WHAT THE TASK ASKS:
Output nothing but the lines from the line with "Box green grass." through the end of the listing below, both ends included.

** SUPPLIED ENTRIES follows **

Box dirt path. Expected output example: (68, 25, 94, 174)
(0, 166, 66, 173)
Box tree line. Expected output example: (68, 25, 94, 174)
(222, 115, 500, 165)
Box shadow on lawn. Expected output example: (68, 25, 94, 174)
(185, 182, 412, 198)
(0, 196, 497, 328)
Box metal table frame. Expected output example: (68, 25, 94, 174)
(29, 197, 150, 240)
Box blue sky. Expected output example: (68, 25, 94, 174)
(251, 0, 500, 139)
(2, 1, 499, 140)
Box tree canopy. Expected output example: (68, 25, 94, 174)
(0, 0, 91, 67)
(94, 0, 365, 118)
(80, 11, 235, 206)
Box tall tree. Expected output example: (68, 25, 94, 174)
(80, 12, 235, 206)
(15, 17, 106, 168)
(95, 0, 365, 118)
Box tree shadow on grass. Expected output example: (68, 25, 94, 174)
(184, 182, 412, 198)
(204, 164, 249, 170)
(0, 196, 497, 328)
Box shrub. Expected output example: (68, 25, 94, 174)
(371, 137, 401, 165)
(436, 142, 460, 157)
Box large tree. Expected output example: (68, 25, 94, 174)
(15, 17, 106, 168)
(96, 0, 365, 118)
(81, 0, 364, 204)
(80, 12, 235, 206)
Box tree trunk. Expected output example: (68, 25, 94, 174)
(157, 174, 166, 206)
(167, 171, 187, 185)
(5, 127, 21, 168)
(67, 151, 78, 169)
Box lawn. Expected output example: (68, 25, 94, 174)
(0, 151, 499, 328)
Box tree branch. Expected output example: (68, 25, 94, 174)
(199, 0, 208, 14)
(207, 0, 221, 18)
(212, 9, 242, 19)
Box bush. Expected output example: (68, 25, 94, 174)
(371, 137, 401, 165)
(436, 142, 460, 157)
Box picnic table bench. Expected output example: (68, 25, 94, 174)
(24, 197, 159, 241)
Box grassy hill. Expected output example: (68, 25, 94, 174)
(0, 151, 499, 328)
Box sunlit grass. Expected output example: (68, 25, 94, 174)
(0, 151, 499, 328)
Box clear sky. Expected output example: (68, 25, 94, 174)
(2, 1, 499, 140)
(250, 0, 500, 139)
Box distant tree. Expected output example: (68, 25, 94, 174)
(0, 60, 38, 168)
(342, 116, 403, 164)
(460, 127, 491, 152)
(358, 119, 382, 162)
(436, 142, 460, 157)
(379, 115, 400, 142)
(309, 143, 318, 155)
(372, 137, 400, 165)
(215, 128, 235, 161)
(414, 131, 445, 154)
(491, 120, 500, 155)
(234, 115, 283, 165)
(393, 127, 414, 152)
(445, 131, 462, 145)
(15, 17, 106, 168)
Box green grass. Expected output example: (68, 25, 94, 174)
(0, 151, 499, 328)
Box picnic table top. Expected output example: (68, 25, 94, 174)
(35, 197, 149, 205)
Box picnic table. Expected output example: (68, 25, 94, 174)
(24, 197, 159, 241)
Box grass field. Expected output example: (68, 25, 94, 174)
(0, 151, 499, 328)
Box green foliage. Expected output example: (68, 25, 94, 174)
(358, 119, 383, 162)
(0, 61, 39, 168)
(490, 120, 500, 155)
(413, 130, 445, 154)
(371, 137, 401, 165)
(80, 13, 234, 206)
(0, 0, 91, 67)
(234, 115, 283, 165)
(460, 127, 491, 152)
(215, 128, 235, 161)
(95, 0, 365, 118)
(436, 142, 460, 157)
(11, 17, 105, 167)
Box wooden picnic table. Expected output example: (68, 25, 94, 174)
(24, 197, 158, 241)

** End of SUPPLIED ENTRIES **

RESPONSE BELOW:
Box green grass. Expected output example: (68, 25, 94, 174)
(0, 151, 499, 328)
Box picnic table top. Expected output example: (68, 25, 94, 174)
(35, 197, 149, 205)
Box picnic table. Expected output example: (68, 25, 94, 174)
(24, 197, 159, 241)
Box grass field. Expected output example: (68, 25, 94, 174)
(0, 151, 499, 328)
Box green foliage. Expected output example: (68, 25, 94, 174)
(358, 119, 383, 162)
(0, 61, 39, 168)
(490, 120, 500, 155)
(413, 130, 445, 154)
(371, 137, 401, 165)
(80, 13, 234, 206)
(0, 0, 91, 67)
(234, 115, 283, 165)
(460, 127, 491, 152)
(215, 128, 235, 161)
(95, 0, 365, 118)
(436, 142, 460, 157)
(11, 17, 105, 167)
Box wooden picnic table. Expected output example: (68, 25, 94, 174)
(24, 197, 158, 241)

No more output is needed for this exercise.